Records drawn from a dataset:
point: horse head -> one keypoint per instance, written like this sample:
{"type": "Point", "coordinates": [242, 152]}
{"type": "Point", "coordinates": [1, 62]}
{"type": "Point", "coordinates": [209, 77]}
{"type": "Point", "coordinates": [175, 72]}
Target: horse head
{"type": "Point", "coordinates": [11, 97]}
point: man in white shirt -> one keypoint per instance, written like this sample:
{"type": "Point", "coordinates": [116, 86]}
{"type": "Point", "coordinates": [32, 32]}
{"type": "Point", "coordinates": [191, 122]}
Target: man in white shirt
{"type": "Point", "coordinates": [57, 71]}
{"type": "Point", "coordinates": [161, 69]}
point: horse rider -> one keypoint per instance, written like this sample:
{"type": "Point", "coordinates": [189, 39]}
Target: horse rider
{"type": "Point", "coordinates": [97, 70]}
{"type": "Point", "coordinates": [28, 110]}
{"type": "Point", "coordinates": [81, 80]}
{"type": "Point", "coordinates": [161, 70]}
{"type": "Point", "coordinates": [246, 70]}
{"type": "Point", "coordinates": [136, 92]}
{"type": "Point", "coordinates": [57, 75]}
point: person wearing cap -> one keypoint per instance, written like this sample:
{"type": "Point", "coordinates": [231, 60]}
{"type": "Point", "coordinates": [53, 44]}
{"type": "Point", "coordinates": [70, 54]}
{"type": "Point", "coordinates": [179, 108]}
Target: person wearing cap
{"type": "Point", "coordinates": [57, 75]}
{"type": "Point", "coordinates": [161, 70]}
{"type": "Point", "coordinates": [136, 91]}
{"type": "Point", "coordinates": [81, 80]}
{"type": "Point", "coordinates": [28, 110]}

Your goal:
Would you count the lines in the data that contain the word "instance" and state only the number?

Exercise response:
4